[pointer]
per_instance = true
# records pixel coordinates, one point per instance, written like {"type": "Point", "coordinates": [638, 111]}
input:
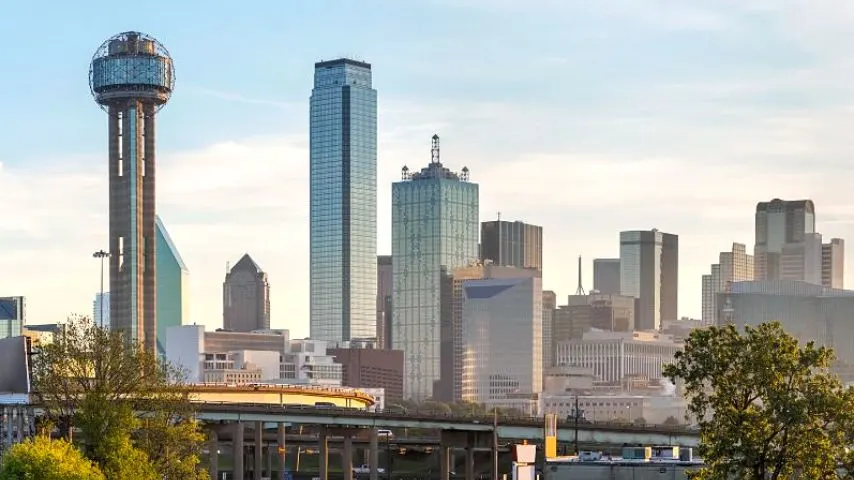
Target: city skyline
{"type": "Point", "coordinates": [59, 187]}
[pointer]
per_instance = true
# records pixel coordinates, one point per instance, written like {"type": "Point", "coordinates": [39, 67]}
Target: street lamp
{"type": "Point", "coordinates": [101, 254]}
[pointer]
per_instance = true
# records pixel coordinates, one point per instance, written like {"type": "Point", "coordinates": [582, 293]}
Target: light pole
{"type": "Point", "coordinates": [101, 254]}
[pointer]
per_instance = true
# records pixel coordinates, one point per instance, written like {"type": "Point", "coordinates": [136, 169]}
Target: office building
{"type": "Point", "coordinates": [13, 316]}
{"type": "Point", "coordinates": [514, 244]}
{"type": "Point", "coordinates": [649, 272]}
{"type": "Point", "coordinates": [384, 290]}
{"type": "Point", "coordinates": [343, 202]}
{"type": "Point", "coordinates": [434, 230]}
{"type": "Point", "coordinates": [173, 286]}
{"type": "Point", "coordinates": [833, 264]}
{"type": "Point", "coordinates": [246, 297]}
{"type": "Point", "coordinates": [132, 77]}
{"type": "Point", "coordinates": [733, 266]}
{"type": "Point", "coordinates": [606, 275]}
{"type": "Point", "coordinates": [502, 338]}
{"type": "Point", "coordinates": [371, 368]}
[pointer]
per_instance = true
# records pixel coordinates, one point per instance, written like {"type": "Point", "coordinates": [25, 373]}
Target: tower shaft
{"type": "Point", "coordinates": [133, 294]}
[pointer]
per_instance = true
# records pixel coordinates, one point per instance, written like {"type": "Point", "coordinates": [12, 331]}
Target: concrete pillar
{"type": "Point", "coordinates": [374, 455]}
{"type": "Point", "coordinates": [444, 462]}
{"type": "Point", "coordinates": [280, 434]}
{"type": "Point", "coordinates": [213, 457]}
{"type": "Point", "coordinates": [237, 443]}
{"type": "Point", "coordinates": [347, 457]}
{"type": "Point", "coordinates": [324, 454]}
{"type": "Point", "coordinates": [259, 449]}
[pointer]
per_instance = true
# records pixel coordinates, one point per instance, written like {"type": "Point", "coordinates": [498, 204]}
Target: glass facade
{"type": "Point", "coordinates": [343, 203]}
{"type": "Point", "coordinates": [172, 286]}
{"type": "Point", "coordinates": [434, 230]}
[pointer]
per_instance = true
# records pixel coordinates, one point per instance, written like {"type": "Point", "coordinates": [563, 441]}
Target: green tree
{"type": "Point", "coordinates": [767, 407]}
{"type": "Point", "coordinates": [45, 459]}
{"type": "Point", "coordinates": [121, 398]}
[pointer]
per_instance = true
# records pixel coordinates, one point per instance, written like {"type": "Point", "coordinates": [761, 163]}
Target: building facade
{"type": "Point", "coordinates": [13, 316]}
{"type": "Point", "coordinates": [514, 244]}
{"type": "Point", "coordinates": [246, 297]}
{"type": "Point", "coordinates": [649, 272]}
{"type": "Point", "coordinates": [502, 338]}
{"type": "Point", "coordinates": [384, 291]}
{"type": "Point", "coordinates": [173, 286]}
{"type": "Point", "coordinates": [833, 264]}
{"type": "Point", "coordinates": [606, 275]}
{"type": "Point", "coordinates": [343, 202]}
{"type": "Point", "coordinates": [434, 230]}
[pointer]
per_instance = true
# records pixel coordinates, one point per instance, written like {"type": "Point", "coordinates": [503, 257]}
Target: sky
{"type": "Point", "coordinates": [587, 118]}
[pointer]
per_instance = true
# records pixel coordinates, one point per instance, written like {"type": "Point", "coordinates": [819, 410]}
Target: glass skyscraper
{"type": "Point", "coordinates": [343, 203]}
{"type": "Point", "coordinates": [434, 230]}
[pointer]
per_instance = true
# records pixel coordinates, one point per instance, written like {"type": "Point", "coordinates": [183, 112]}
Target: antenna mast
{"type": "Point", "coordinates": [580, 289]}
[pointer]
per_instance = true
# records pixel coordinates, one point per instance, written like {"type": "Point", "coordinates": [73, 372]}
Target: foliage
{"type": "Point", "coordinates": [121, 398]}
{"type": "Point", "coordinates": [766, 407]}
{"type": "Point", "coordinates": [45, 459]}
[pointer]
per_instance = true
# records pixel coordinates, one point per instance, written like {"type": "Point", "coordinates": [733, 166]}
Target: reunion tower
{"type": "Point", "coordinates": [132, 77]}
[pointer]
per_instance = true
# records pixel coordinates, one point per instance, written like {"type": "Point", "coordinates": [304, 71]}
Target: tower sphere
{"type": "Point", "coordinates": [131, 66]}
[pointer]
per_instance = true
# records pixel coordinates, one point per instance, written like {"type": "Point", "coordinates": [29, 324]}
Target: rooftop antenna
{"type": "Point", "coordinates": [434, 151]}
{"type": "Point", "coordinates": [580, 289]}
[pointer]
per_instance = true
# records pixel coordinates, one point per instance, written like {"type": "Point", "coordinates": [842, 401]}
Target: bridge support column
{"type": "Point", "coordinates": [323, 461]}
{"type": "Point", "coordinates": [374, 455]}
{"type": "Point", "coordinates": [237, 444]}
{"type": "Point", "coordinates": [213, 456]}
{"type": "Point", "coordinates": [259, 451]}
{"type": "Point", "coordinates": [280, 435]}
{"type": "Point", "coordinates": [347, 457]}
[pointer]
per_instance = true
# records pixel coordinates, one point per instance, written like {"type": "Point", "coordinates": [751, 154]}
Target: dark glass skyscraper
{"type": "Point", "coordinates": [343, 203]}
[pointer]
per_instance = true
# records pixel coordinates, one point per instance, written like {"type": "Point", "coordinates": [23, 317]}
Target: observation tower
{"type": "Point", "coordinates": [132, 77]}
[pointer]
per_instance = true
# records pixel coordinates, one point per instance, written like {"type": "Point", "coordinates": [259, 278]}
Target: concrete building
{"type": "Point", "coordinates": [434, 230]}
{"type": "Point", "coordinates": [606, 275]}
{"type": "Point", "coordinates": [833, 264]}
{"type": "Point", "coordinates": [13, 316]}
{"type": "Point", "coordinates": [343, 201]}
{"type": "Point", "coordinates": [371, 368]}
{"type": "Point", "coordinates": [614, 356]}
{"type": "Point", "coordinates": [733, 266]}
{"type": "Point", "coordinates": [384, 292]}
{"type": "Point", "coordinates": [132, 77]}
{"type": "Point", "coordinates": [246, 297]}
{"type": "Point", "coordinates": [502, 338]}
{"type": "Point", "coordinates": [514, 244]}
{"type": "Point", "coordinates": [173, 285]}
{"type": "Point", "coordinates": [649, 272]}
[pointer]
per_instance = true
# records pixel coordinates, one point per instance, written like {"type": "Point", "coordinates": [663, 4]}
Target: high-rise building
{"type": "Point", "coordinates": [132, 76]}
{"type": "Point", "coordinates": [434, 230]}
{"type": "Point", "coordinates": [649, 272]}
{"type": "Point", "coordinates": [173, 287]}
{"type": "Point", "coordinates": [384, 283]}
{"type": "Point", "coordinates": [833, 263]}
{"type": "Point", "coordinates": [343, 202]}
{"type": "Point", "coordinates": [13, 316]}
{"type": "Point", "coordinates": [246, 297]}
{"type": "Point", "coordinates": [733, 266]}
{"type": "Point", "coordinates": [606, 275]}
{"type": "Point", "coordinates": [514, 244]}
{"type": "Point", "coordinates": [786, 228]}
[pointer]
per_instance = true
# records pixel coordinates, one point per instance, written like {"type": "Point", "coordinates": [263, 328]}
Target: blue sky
{"type": "Point", "coordinates": [584, 117]}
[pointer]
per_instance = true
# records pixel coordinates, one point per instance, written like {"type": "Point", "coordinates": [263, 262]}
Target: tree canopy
{"type": "Point", "coordinates": [766, 406]}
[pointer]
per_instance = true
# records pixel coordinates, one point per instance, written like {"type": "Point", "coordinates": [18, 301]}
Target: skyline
{"type": "Point", "coordinates": [717, 122]}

* **Stated task**
Which lines above contain the word "skyscraper", with uppercase and lowercase counted as different? List each of those lines in full.

* **Result of the task**
Target: glass skyscraper
Target: dark glass skyscraper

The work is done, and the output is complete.